_WORK REQUIRED_
Search the records for lines with the word "front" and copy each match.

_LISTED ENTRIES_

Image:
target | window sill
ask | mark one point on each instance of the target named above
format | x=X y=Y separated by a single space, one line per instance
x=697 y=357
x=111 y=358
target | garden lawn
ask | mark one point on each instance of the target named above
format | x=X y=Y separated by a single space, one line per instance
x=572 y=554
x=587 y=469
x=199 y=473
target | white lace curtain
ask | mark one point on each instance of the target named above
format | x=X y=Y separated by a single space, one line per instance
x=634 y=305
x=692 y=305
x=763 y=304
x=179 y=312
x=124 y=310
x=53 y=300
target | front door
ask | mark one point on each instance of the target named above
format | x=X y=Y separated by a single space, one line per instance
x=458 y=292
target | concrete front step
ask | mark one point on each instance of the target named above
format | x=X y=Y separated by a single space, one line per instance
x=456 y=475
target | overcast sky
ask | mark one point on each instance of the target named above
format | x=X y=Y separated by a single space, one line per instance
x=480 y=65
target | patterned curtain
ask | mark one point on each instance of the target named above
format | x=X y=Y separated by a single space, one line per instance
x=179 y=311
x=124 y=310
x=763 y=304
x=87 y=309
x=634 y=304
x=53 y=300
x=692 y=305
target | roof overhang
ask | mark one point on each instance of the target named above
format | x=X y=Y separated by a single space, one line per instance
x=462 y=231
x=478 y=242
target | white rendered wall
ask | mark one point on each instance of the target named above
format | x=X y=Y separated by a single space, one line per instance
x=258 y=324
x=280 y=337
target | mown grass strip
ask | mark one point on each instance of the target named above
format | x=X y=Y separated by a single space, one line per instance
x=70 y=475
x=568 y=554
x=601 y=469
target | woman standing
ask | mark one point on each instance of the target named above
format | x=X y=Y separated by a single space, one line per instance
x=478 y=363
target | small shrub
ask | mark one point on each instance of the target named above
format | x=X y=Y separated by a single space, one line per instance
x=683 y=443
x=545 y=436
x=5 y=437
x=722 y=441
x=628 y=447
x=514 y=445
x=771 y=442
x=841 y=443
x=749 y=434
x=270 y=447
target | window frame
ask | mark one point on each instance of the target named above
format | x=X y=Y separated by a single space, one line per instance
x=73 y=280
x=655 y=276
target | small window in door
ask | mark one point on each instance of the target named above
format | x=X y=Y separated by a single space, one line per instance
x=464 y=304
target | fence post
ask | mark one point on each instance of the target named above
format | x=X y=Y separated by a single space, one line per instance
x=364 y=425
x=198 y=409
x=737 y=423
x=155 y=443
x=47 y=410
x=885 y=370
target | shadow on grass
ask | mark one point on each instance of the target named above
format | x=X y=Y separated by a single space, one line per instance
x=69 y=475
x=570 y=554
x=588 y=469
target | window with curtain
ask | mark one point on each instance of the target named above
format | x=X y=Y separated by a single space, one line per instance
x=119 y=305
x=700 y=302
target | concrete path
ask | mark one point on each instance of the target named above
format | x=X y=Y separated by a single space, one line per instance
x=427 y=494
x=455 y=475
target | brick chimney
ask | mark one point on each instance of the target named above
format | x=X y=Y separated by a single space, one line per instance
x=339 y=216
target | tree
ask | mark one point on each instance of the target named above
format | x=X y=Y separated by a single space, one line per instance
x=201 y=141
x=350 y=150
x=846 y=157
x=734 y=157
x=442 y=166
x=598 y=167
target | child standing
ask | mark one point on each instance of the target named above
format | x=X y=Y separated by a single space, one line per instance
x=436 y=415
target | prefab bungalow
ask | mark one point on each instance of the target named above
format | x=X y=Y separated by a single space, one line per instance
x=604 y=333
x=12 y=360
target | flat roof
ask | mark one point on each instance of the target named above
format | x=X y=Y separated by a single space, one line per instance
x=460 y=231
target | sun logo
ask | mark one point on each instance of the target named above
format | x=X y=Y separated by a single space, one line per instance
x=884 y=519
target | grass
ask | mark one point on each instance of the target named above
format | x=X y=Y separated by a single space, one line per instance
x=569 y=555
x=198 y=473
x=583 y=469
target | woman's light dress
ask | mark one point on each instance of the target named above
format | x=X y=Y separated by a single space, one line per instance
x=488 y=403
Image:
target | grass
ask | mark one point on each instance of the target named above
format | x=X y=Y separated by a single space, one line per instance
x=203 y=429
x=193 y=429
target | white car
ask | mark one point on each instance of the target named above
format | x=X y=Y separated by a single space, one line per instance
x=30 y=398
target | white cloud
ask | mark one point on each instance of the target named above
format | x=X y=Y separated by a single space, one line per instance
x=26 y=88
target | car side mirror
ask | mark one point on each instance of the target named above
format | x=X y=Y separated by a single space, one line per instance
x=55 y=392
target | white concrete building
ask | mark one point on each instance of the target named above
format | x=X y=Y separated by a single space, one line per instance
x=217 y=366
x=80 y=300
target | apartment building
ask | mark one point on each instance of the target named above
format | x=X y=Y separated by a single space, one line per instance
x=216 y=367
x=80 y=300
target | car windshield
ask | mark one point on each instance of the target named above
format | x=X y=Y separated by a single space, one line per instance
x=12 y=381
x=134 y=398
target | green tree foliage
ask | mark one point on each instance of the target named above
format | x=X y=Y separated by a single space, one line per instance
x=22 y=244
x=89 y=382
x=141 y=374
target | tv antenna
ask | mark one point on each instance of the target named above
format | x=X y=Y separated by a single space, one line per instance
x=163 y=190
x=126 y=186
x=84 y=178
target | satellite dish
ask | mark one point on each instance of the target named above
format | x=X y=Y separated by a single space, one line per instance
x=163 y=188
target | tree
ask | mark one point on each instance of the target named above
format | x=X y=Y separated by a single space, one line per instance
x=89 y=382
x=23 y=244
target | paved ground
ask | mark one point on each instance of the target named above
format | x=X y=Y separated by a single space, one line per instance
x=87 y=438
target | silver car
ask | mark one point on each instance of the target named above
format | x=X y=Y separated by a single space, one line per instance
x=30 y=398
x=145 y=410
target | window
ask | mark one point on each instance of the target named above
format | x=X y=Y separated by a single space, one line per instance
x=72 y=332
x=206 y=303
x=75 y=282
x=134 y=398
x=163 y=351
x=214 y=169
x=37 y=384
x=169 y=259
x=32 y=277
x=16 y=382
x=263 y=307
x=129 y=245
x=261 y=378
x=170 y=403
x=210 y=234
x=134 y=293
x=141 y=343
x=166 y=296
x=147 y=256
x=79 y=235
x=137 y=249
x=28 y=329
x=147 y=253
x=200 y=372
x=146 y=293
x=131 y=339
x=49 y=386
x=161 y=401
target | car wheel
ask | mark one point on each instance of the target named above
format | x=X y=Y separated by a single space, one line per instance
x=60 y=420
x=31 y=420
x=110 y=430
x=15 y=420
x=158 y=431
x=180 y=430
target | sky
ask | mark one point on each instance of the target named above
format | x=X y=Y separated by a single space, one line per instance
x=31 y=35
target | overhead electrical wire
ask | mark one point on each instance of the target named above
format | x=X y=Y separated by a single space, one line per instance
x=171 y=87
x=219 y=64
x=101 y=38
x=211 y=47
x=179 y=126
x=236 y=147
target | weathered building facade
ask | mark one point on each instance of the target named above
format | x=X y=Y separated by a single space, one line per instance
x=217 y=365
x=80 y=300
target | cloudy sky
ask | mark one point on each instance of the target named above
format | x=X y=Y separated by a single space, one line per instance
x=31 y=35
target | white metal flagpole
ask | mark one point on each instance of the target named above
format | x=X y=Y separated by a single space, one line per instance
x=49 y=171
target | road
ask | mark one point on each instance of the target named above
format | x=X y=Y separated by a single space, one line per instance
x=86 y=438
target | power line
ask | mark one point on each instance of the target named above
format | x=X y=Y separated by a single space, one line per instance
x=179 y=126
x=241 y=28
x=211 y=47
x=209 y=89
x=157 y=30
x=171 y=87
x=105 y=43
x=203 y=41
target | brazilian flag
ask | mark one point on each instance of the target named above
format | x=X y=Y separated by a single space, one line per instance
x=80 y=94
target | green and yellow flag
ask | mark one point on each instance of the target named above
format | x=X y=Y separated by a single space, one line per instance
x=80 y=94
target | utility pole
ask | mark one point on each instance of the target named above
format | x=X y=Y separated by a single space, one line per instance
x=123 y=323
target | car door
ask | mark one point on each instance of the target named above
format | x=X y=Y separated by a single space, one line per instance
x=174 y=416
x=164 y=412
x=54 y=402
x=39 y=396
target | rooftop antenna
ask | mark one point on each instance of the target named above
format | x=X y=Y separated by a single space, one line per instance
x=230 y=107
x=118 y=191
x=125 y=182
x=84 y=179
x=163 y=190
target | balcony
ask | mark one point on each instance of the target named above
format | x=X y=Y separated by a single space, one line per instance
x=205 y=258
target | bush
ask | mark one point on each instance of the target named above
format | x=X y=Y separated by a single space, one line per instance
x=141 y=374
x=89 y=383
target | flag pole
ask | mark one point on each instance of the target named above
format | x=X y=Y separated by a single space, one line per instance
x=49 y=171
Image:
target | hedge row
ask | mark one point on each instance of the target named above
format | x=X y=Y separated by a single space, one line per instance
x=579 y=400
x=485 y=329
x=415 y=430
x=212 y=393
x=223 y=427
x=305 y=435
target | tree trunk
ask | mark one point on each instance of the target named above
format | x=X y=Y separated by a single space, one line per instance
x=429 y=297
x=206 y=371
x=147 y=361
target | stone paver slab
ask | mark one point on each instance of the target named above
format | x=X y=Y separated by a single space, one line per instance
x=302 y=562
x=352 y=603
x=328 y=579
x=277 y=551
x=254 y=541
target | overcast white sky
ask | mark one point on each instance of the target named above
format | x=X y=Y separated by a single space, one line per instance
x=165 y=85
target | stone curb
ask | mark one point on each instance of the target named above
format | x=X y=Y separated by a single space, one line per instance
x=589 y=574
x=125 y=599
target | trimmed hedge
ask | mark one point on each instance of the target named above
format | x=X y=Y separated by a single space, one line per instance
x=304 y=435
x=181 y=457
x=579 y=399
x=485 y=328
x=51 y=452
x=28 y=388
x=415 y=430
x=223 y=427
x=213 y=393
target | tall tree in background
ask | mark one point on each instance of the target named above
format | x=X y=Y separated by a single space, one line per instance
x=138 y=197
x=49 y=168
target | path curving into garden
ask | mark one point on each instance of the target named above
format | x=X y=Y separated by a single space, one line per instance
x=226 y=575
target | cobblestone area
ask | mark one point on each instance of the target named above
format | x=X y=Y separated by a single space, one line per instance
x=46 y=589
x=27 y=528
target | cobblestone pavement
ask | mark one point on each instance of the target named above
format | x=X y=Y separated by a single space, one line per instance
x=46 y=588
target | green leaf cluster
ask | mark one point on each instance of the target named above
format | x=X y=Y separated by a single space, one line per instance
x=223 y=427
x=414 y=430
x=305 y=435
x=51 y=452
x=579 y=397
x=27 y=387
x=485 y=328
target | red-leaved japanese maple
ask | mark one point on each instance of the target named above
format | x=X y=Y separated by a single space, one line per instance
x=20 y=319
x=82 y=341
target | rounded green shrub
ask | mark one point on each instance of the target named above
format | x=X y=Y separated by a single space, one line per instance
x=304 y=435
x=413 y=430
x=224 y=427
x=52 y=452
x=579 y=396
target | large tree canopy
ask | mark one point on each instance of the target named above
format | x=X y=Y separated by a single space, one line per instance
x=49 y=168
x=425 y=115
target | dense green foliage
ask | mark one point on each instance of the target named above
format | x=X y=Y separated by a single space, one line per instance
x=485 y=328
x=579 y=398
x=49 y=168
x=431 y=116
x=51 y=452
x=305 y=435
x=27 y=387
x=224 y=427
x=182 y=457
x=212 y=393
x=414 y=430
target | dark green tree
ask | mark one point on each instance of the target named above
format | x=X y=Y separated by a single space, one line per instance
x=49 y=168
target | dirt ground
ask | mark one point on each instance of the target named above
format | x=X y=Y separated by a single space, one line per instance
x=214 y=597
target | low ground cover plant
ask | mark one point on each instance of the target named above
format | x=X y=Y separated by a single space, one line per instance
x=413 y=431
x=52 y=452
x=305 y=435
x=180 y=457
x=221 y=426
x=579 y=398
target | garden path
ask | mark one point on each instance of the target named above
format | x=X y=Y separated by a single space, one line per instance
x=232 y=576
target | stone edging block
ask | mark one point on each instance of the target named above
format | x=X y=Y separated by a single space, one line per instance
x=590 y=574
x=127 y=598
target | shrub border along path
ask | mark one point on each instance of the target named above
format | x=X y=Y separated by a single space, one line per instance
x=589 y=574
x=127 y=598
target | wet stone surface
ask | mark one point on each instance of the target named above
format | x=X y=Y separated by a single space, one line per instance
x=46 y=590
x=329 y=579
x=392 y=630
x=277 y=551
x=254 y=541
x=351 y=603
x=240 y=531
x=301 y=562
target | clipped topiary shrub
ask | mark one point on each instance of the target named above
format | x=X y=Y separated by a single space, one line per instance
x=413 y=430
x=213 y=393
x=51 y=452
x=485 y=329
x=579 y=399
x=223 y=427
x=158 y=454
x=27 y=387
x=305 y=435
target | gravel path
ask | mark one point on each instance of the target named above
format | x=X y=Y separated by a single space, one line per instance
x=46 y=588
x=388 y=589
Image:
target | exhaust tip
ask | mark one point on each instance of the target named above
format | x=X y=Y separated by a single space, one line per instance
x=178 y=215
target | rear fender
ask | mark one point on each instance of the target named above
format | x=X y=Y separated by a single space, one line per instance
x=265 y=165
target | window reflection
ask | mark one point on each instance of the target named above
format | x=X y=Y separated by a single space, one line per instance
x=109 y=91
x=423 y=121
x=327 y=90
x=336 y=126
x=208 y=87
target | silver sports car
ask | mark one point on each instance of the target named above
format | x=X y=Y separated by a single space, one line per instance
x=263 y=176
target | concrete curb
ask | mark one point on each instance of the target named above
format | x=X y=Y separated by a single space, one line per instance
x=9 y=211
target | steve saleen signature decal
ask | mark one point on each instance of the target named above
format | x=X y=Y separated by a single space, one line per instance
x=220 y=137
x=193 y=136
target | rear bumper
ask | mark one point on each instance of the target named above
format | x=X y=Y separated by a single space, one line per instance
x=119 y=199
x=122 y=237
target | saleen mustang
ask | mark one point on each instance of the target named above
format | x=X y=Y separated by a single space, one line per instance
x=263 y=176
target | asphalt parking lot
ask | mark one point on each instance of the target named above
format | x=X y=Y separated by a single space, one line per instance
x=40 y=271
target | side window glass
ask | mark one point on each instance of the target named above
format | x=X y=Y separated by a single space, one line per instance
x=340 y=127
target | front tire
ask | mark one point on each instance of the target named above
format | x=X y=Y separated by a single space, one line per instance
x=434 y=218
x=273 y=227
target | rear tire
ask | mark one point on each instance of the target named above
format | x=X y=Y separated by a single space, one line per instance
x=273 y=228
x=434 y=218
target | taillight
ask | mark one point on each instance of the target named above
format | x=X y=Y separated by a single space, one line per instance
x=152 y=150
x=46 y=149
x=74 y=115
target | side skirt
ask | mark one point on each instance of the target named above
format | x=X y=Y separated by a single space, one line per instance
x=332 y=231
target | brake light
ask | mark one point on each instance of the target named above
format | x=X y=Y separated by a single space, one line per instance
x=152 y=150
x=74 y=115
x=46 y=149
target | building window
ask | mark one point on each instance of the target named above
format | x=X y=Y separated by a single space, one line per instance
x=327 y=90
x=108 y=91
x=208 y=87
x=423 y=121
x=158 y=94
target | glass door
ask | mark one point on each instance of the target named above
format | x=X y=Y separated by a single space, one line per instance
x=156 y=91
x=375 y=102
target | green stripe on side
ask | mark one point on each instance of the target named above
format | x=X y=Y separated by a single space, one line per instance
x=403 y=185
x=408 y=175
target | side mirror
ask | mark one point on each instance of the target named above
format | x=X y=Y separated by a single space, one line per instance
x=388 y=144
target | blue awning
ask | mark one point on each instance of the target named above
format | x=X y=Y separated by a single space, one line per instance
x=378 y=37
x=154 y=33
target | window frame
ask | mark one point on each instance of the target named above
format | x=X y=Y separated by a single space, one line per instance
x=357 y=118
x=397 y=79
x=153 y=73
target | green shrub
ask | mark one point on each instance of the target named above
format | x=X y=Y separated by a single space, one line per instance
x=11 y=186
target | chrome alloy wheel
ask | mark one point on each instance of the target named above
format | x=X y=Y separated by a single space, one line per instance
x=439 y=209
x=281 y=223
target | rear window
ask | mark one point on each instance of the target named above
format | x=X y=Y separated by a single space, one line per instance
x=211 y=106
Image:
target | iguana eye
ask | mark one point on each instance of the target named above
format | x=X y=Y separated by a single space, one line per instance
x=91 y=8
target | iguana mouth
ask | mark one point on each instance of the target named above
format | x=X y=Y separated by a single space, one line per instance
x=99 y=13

_ANSWER SECTION_
target | front door
target | concrete front step
target | front tire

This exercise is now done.